* READING PASSAGE:

Source code for revelionn.datasets

import os
from typing import Iterable
import numpy as np
import pandas as pd
import torch
from torch.utils.data import Dataset
from torchvision.datasets.folder import pil_loader



[docs]
class MultiLabeledImagesDataset(Dataset):
    """
    A PyTorch dataset class for multi-labeled image data.

    Attributes
    ----------
    img_labels : pd.DataFrame
        A pandas DataFrame containing the image annotations.
    img_dir : str
        The directory path containing the images.
    transform : torchvision.transforms
        A transform to apply to the image data.

    Methods
    -------
    __len__()
        Returns the total number of samples in the dataset.
    __getitem__(idx)
        Returns the image and corresponding labels at the given index.
    labels()
        Returns a list of the target labels.
    """

    def __init__(self, annotations_file, img_dir, name_column, target_columns, transform=None):
        """
        Initialize the MultiLabeledImagesDataset.

        Parameters
        ----------
        annotations_file : str
            The file path to the annotations file in CSV format.
        img_dir : str
            The directory path containing the images.
        name_column : str
            The name of the column in the annotations file that contains the image names.
        target_columns : str or list[str]
            The column name(s) of the target labels in the annotations file.
        transform : torchvision.transforms
            A transform to apply to the image data. Default is None.
        """

        self.img_labels = pd.read_csv(annotations_file, dtype={name_column: str})
        if isinstance(target_columns, Iterable):
            selected_columns = [name_column] + list(target_columns)
        else:
            selected_columns = [name_column, target_columns]
        self.img_labels = self.img_labels[selected_columns]
        self.img_dir = img_dir
        self.transform = transform


[docs]
    def __len__(self):
        """
        Return the total number of samples in the dataset.

        Returns
        -------
        int
            The total number of samples.
        """

        return len(self.img_labels)



[docs]
    def __getitem__(self, idx):
        """
        Get the image and corresponding labels at the given index.

        Parameters
        ----------
        idx : int
            The index of the sample to retrieve.

        Returns
        -------
        tuple
            A tuple containing the image and corresponding labels.
        """

        img_path = os.path.join(self.img_dir, self.img_labels.iloc[idx, 0])
        image = pil_loader(img_path)
        labels = torch.from_numpy(self.img_labels.iloc[idx, 1:].to_numpy(dtype=np.int8))
        if self.transform:
            image = self.transform(image)
        return image, labels



[docs]
    def labels(self):
        """
        Return a list of the target labels.

        Returns
        -------
        list
            A list of target labels.
        """

        return list(self.img_labels.columns[1:])





[docs]
class SemiSupervisedImagesDataset(MultiLabeledImagesDataset):
    """
    A PyTorch dataset class for semi-supervised multi-labeled image data, inheriting from MultiLabeledImagesDataset.

    Attributes
    ----------
    img_labels : pd.DataFrame
        A pandas DataFrame containing the image annotations.

Excerpts from the point annotation data

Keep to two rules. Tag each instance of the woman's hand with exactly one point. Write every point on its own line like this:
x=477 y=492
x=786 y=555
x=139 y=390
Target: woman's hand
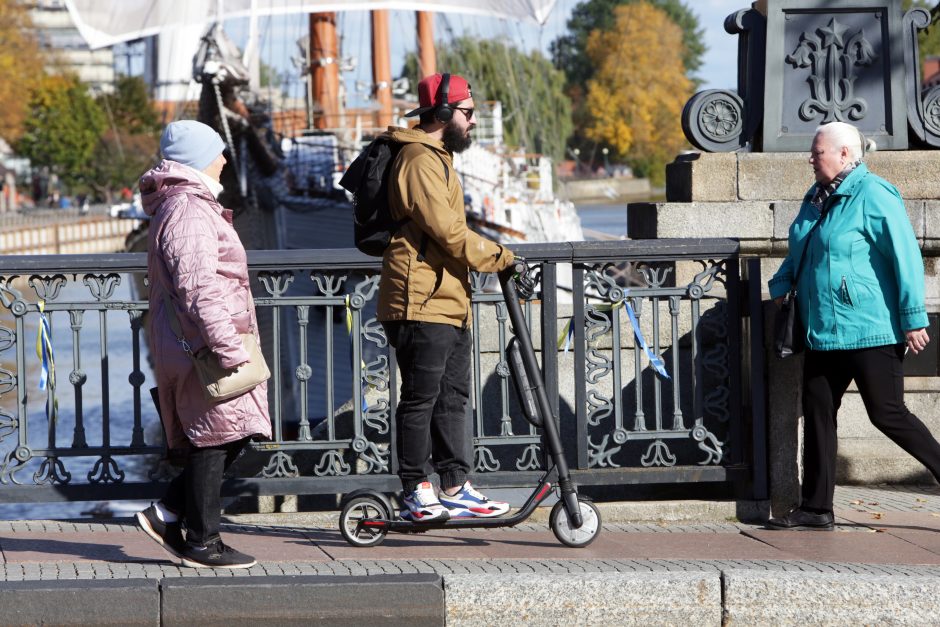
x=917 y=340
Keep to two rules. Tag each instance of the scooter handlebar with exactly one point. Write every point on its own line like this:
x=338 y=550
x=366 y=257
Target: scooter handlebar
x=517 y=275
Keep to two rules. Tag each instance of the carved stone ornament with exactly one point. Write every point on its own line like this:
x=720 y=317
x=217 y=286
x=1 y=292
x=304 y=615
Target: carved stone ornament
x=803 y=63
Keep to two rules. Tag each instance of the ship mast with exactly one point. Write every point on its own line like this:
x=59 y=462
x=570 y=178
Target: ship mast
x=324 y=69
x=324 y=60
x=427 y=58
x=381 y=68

* DIRECTIVES:
1. Write out the revelionn.datasets source code from "return list(self.img_labels.columns[1:])" to "inheriting from MultiLabeledImagesDataset.".
2. Resume the revelionn.datasets source code from the point where it stops.
These lines are material kept apart from the revelionn.datasets source code.

* THE RESPONSES:
1.
return list(self.img_labels.columns[1:])





[docs]
class SemiSupervisedImagesDataset(MultiLabeledImagesDataset):
    """
    A PyTorch dataset class for semi-supervised multi-labeled image data, inheriting from MultiLabeledImagesDataset.

2.
    img_dir : str
        The directory path containing the images.
    transform : torchvision.transforms
        A transform to apply to the image data.
    unlabeled_idx : numpy.ndarray
        An array containing the indices of unlabeled samples.

    Methods
    -------
    __init__(annotations_file, img_dir, name_column, target_columns, unlabeled_samples, transform=None)
        Initialize the SemiSupervisedImagesDataset.
    __getitem__(idx)
        Get the image, corresponding labels, and unlabeled flag at the given index.
    separate_unlabeled(x_raw, y_raw, is_unlabeled)
        Separate the labeled and unlabeled samples from the given data.
    """


[docs]
    def __init__(self, annotations_file, img_dir, name_column, target_columns, unlabeled_samples, transform=None):
        """
        Initialize the SemiSupervisedImagesDataset.

        Parameters
        ----------
        annotations_file : str
            The file path to the annotations file in CSV format.
        img_dir : str
            The directory path containing the images.
        name_column : str
            The name of the column in the annotations file that contains the image names.
        target_columns : str or list[str]
            The column name(s) of the target labels in the annotations file.
        unlabeled_samples : int or float
            The number of unlabeled samples to include. If float, it represents the fraction of unlabeled samples.
        transform : torchvision.transforms
            A transform to apply to the image data. Default is None.

        Raises
        ------
        ValueError
            If the value of the parameter 'unlabeled_samples' is invalid.
        """

        super().__init__(annotations_file, img_dir, name_column, target_columns, transform=transform)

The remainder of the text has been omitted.